» To do
Rewrite every line of the rows below as a JSON list of strings, one string per line, skipping blank lines. Leave the pictures out of the list.

-- Begin Exercise material --

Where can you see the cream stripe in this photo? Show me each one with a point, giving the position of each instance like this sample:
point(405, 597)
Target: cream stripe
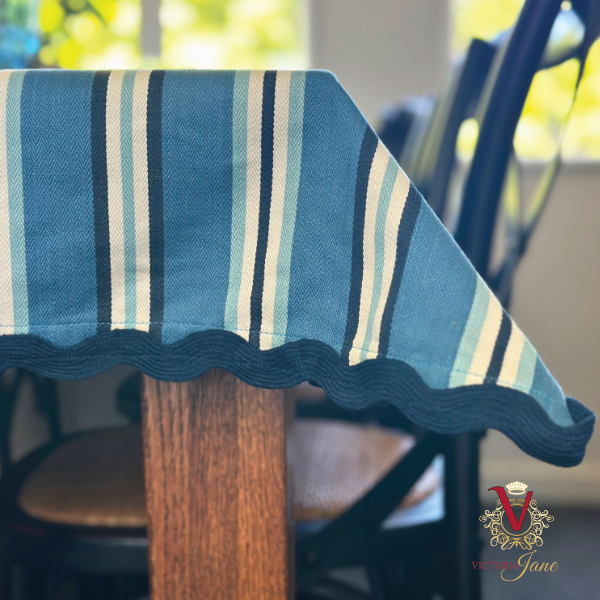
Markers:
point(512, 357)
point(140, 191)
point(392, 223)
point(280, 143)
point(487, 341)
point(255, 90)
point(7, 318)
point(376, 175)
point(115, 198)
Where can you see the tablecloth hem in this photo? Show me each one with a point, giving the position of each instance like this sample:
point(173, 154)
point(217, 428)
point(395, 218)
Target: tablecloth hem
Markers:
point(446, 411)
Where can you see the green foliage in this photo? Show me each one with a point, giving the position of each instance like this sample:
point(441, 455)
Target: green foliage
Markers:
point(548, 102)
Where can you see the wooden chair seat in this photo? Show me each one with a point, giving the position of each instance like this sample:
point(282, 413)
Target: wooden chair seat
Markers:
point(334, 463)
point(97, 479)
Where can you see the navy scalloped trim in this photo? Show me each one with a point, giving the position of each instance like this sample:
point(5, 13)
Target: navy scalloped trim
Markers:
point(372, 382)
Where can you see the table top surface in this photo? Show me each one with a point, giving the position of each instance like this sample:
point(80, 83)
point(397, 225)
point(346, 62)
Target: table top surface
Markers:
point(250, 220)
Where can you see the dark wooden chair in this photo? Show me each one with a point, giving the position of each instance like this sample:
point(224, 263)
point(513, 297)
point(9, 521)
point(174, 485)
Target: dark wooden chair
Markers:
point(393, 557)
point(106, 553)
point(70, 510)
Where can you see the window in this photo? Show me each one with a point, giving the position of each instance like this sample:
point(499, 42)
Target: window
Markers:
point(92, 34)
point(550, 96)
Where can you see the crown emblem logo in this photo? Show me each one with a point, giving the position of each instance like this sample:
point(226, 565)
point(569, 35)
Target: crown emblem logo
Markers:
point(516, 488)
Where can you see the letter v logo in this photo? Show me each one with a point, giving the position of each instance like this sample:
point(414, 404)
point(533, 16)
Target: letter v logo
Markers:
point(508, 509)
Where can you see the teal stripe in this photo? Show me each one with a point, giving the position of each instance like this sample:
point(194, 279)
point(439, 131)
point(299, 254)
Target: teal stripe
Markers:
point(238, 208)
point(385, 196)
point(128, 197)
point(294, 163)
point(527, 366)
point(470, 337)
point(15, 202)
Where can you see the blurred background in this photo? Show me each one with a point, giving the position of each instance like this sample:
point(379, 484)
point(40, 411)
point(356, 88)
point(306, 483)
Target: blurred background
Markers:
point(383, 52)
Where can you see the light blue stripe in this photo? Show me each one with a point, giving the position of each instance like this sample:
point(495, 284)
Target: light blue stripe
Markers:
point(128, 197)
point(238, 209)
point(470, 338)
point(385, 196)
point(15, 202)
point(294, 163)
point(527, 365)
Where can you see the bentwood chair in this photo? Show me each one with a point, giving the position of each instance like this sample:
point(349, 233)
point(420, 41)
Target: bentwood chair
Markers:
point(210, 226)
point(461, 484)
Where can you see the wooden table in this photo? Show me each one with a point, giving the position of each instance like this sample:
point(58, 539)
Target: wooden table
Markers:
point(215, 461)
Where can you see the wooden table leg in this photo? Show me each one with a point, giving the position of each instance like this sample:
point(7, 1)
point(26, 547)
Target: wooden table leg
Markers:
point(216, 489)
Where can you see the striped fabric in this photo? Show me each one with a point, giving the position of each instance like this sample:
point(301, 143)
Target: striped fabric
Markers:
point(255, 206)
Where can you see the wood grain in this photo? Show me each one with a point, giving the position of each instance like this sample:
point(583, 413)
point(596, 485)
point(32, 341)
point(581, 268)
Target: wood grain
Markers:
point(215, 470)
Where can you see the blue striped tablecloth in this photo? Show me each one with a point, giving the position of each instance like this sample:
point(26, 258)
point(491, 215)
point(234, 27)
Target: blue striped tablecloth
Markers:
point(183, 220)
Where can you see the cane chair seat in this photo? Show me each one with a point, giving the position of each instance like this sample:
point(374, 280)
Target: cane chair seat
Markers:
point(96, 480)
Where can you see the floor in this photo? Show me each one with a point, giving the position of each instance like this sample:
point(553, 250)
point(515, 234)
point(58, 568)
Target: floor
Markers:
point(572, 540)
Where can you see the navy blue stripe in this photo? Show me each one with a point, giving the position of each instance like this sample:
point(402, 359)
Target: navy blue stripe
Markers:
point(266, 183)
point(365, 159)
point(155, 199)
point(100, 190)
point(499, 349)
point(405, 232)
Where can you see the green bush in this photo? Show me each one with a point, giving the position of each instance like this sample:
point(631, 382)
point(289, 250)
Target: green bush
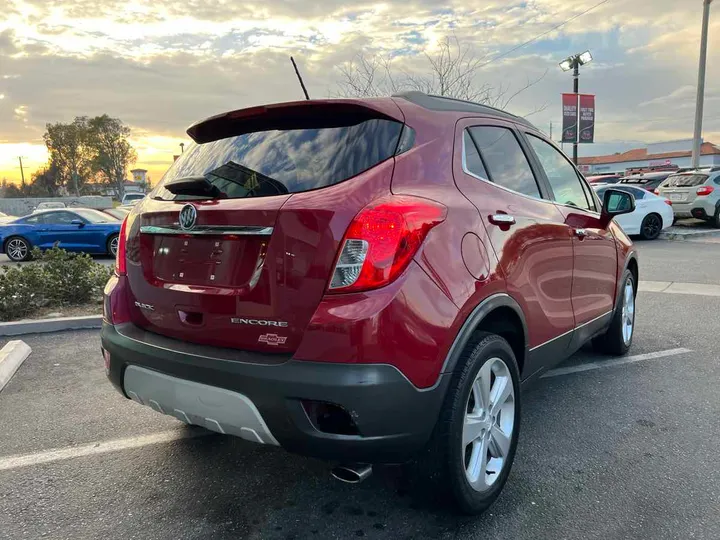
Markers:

-- End Exercise material --

» Task output
[
  "Where can you see the cream stripe in this photo? Show me each one with a point, giving the position of each instance like this sample:",
  "point(405, 597)",
  "Target: cream stripe",
  "Markers:",
  "point(512, 357)",
  "point(140, 191)",
  "point(392, 223)",
  "point(280, 143)",
  "point(487, 341)",
  "point(255, 90)",
  "point(7, 318)",
  "point(376, 175)",
  "point(115, 198)",
  "Where can you see the tablecloth hem in this photo? Show me each one with a point, giving the position of each instance like this sample:",
  "point(173, 154)",
  "point(217, 428)",
  "point(395, 218)",
  "Target: tablecloth hem",
  "Markers:",
  "point(446, 411)",
  "Where can you see the green foliage in this photo? Show me each one with a point, giving the position of each instance like this sample:",
  "point(441, 455)",
  "Target: green foliage",
  "Markers:",
  "point(548, 102)",
  "Where can you see the wooden chair seat in this photo? Show me each one with a point, giving the position of each instance like this sample:",
  "point(282, 413)",
  "Target: wooden chair seat",
  "Markers:",
  "point(334, 463)",
  "point(97, 479)",
  "Where can you see the navy scalloped trim in this photo? Show me each one with a point, giving the position of each instance like this sample:",
  "point(5, 13)",
  "Target: navy scalloped trim",
  "Markers:",
  "point(372, 382)",
  "Where can you see the table top surface in this photo? Show me each one with a point, giving the position of each instance like this sample:",
  "point(80, 83)",
  "point(397, 225)",
  "point(346, 62)",
  "Target: table top surface",
  "Markers:",
  "point(250, 220)",
  "Where can you see the dark wooden chair in this photo? Show me each one with a point, giving the position of each instance like this sample:",
  "point(224, 263)",
  "point(513, 297)",
  "point(9, 521)",
  "point(174, 485)",
  "Target: dark wooden chair",
  "Markers:",
  "point(393, 557)",
  "point(106, 553)",
  "point(70, 510)",
  "Where can you see the window in this photo? Show me each one with a point, giving the position of each instance like this sample:",
  "point(499, 42)",
  "Target: window",
  "Markers:",
  "point(92, 34)",
  "point(550, 96)",
  "Where can you see the crown emblem logo in this photo? Show me each one with a point, giving the position of each instance like this sample:",
  "point(226, 565)",
  "point(569, 35)",
  "Target: crown emblem logo",
  "Markers:",
  "point(516, 488)",
  "Where can you see the letter v logo in this photo? Show me each one with a point, giving the position of each instance like this sample:",
  "point(414, 404)",
  "point(533, 16)",
  "Target: letter v logo",
  "Markers:",
  "point(508, 509)",
  "Where can you see the teal stripe in this photo? Show me each one with a point, giving the position of each instance like this sample:",
  "point(194, 279)",
  "point(439, 131)",
  "point(299, 254)",
  "Target: teal stripe",
  "Markers:",
  "point(238, 208)",
  "point(385, 196)",
  "point(128, 197)",
  "point(294, 163)",
  "point(527, 366)",
  "point(470, 337)",
  "point(15, 202)",
  "Where can you see the blurred background in this photo? Show me each one with a point, giving the position of each instance like this sample:",
  "point(379, 484)",
  "point(40, 411)",
  "point(356, 88)",
  "point(306, 483)",
  "Target: blurred background",
  "Markers:",
  "point(383, 52)",
  "Where can you see the light blue stripe in this photo? Show me each one with a point, giving the position of each instance like this sample:",
  "point(495, 284)",
  "Target: light blue stripe",
  "Markers:",
  "point(128, 197)",
  "point(238, 209)",
  "point(470, 338)",
  "point(385, 196)",
  "point(15, 202)",
  "point(294, 163)",
  "point(527, 365)",
  "Where can you see the bentwood chair in this photo? Show me each one with a point, giving the position of each instance like this sample:",
  "point(349, 233)",
  "point(420, 41)",
  "Target: bentwood chair",
  "Markers:",
  "point(210, 226)",
  "point(461, 484)",
  "Where can you see the wooden table in this photo? Show me each one with a point, giving the position of each instance like this sample:",
  "point(58, 539)",
  "Target: wooden table",
  "Markers:",
  "point(215, 461)",
  "Where can you see the wooden table leg in this photo? Show me each one with a point, giving the position of each instance like this sample:",
  "point(7, 1)",
  "point(26, 547)",
  "Target: wooden table leg",
  "Markers:",
  "point(216, 489)",
  "Where can you see the striped fabric in this photo? Show me each one with a point, giving the position of each instance like this sample:",
  "point(301, 143)",
  "Target: striped fabric",
  "Markers:",
  "point(255, 206)",
  "Where can you see the wood grain in this photo? Show me each one with a point, giving the position of each instance like this sample:",
  "point(583, 413)",
  "point(596, 485)",
  "point(32, 341)",
  "point(581, 268)",
  "Target: wood grain",
  "Markers:",
  "point(215, 470)",
  "Where can you see the blue striped tablecloth in this photo? Show me each one with a point, giving the position of each instance like this sample:",
  "point(26, 258)",
  "point(491, 215)",
  "point(234, 27)",
  "Target: blue striped tablecloth",
  "Markers:",
  "point(183, 220)",
  "Where can you see the cane chair seat in this photo? Show me each one with a point, giving the position of each instance like this sample:",
  "point(374, 280)",
  "Target: cane chair seat",
  "Markers:",
  "point(96, 480)",
  "Where can you see the floor in this photo? Show me each one with a point, giving the position of each instance like this sample:",
  "point(553, 250)",
  "point(515, 234)",
  "point(58, 568)",
  "Target: floor",
  "Markers:",
  "point(572, 540)",
  "Where can you see the navy blue stripe in this photo? Show me each one with a point, giving the position of each instance like this sample:",
  "point(402, 359)",
  "Target: navy blue stripe",
  "Markers:",
  "point(266, 183)",
  "point(365, 159)",
  "point(155, 199)",
  "point(100, 190)",
  "point(499, 349)",
  "point(405, 232)",
  "Where can you see the green bush in this photo? Show me each one with a point, giving the position of each instance like this sample:",
  "point(631, 382)",
  "point(289, 250)",
  "Target: green bush",
  "Markers:"
]